— Start DATA ENTRIES —

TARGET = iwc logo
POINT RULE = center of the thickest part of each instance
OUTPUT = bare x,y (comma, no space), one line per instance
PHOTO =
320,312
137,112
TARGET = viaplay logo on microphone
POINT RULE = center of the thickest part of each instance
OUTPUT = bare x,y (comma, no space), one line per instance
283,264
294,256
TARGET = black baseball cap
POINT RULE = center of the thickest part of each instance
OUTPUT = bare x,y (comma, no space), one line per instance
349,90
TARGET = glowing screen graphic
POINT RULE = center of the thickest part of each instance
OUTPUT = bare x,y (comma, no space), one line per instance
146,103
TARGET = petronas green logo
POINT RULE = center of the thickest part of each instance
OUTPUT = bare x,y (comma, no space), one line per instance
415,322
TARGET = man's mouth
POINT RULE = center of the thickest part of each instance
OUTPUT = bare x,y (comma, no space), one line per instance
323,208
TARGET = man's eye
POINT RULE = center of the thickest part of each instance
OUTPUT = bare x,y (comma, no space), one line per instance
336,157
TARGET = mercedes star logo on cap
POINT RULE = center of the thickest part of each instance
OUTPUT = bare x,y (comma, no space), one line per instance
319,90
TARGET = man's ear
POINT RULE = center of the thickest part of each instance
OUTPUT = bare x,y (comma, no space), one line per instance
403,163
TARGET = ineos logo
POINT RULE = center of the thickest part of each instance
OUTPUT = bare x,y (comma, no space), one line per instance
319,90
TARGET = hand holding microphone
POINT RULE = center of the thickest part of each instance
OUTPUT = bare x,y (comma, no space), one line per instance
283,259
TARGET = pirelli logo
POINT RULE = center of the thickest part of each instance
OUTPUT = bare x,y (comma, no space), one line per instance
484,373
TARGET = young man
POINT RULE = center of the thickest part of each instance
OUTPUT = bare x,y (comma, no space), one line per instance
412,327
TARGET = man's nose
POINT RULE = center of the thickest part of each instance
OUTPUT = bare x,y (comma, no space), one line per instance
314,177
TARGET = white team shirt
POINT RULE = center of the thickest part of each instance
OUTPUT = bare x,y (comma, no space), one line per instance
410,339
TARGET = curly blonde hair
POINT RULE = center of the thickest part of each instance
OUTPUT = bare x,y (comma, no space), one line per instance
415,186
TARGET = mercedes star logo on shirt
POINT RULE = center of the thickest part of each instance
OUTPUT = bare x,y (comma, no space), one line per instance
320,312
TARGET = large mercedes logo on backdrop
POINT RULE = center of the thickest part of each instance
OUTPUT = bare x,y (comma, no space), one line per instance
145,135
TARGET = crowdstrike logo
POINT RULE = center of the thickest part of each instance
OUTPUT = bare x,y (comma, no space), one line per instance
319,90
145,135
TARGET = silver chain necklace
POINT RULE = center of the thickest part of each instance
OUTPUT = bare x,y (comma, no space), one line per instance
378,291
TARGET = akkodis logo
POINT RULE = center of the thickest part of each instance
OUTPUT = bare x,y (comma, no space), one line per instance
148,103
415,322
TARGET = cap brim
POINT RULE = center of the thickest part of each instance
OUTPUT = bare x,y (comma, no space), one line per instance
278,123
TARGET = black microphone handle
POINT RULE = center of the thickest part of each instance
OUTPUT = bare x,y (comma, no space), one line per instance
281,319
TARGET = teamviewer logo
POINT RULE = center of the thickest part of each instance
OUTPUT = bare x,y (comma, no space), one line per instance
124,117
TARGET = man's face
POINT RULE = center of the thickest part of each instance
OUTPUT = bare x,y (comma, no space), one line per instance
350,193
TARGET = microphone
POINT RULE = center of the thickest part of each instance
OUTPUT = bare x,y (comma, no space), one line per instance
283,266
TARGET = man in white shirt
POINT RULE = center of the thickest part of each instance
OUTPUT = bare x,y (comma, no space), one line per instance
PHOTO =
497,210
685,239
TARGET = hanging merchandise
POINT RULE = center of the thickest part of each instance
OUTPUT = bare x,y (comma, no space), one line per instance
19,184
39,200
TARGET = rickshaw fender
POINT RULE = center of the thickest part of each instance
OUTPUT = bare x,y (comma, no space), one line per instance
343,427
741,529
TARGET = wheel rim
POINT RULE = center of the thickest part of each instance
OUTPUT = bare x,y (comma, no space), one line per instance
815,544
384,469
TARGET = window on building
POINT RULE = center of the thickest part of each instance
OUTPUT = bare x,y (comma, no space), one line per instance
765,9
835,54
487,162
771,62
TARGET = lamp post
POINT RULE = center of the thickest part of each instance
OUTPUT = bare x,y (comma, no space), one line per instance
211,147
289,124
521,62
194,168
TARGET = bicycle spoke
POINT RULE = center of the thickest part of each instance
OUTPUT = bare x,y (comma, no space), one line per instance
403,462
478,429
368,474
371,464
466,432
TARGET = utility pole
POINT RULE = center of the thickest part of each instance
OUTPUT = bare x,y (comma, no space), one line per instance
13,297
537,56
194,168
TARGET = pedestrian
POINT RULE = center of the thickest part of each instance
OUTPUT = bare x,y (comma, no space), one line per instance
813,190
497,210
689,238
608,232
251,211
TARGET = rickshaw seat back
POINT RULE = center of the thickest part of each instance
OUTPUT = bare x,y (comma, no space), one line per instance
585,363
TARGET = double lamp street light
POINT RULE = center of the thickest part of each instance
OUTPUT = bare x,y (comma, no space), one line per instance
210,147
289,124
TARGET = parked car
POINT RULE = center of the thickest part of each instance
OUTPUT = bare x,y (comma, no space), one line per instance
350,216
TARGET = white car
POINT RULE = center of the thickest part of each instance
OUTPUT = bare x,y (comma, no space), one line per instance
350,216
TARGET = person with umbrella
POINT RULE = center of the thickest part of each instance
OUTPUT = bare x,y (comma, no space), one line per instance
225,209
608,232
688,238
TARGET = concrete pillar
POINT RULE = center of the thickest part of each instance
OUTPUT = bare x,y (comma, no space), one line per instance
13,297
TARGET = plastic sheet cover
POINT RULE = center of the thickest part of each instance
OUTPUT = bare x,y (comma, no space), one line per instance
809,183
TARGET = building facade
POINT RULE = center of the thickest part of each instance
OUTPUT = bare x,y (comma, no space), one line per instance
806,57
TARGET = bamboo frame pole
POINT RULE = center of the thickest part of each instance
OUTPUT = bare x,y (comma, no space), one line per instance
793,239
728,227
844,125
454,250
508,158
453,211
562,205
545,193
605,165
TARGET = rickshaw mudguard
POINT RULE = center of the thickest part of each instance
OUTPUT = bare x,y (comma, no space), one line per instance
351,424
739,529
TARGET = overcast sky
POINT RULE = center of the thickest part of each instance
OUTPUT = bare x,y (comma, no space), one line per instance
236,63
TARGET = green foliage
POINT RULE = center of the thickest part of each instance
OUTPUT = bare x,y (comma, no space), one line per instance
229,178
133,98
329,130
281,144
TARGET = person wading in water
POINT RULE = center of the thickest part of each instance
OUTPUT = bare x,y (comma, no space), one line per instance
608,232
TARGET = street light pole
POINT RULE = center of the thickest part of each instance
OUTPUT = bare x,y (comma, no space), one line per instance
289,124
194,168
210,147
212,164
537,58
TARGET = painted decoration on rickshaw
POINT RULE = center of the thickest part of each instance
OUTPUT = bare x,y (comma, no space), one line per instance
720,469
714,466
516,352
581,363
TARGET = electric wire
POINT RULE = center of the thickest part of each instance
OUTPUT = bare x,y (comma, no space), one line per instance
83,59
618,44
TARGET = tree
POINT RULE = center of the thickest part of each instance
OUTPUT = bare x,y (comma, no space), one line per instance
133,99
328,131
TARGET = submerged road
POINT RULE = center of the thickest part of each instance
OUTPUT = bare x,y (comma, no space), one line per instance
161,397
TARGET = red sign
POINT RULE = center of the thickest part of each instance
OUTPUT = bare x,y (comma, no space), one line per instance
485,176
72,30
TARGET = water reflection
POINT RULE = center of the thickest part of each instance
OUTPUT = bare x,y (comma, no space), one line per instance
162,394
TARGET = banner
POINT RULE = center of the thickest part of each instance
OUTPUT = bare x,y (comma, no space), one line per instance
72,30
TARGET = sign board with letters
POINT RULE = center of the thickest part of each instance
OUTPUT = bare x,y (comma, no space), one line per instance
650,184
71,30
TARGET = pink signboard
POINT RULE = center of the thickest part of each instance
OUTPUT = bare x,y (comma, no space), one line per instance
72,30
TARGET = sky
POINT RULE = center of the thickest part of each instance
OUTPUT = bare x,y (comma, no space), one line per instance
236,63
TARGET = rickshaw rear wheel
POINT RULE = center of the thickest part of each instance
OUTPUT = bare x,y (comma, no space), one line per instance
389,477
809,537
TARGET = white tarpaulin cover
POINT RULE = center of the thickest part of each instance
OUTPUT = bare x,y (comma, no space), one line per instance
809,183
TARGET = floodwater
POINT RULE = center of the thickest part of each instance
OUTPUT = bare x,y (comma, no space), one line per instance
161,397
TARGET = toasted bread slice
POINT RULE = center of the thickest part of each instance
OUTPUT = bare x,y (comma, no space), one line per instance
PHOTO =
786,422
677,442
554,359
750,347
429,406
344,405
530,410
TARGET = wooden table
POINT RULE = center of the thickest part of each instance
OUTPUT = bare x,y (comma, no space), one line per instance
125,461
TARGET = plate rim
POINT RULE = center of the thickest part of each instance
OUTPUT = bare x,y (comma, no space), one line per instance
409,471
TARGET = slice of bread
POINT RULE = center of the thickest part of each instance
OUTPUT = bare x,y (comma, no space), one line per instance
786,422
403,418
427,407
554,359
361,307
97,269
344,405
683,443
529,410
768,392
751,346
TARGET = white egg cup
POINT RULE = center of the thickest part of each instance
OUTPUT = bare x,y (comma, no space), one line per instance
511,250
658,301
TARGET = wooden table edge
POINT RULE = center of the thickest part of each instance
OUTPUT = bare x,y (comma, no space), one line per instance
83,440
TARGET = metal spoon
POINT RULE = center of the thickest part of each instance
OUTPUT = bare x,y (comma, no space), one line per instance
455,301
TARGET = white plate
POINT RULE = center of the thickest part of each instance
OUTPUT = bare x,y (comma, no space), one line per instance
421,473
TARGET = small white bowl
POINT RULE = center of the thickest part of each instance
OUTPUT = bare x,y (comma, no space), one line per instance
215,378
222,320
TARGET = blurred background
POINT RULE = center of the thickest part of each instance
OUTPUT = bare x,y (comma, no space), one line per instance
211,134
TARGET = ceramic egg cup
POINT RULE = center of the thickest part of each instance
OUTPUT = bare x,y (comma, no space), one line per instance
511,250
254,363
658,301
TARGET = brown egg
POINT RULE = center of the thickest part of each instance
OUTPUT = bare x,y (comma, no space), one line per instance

— End DATA ENTRIES —

WHAT YOU NEED TO DO >>
Every line from the one holding "TARGET = blurred background" through the final line of the listing must be echoed exactly; leave out all other lines.

SOLVED PROBLEM >>
TARGET = blurred background
POINT RULE = center of the thickest part of each instance
OUTPUT = bare x,y (comma, no space), one line per instance
211,134
TARGET = ceramic egg cup
POINT RULE = center of the thickest part of each instance
OUTPUT = bare x,y (comma, no space), one line per instance
511,250
254,363
658,301
TARGET = brown egg
POINT RULE = center of the thickest part of each instance
OUTPUT = bare x,y (comma, no space), one line per instance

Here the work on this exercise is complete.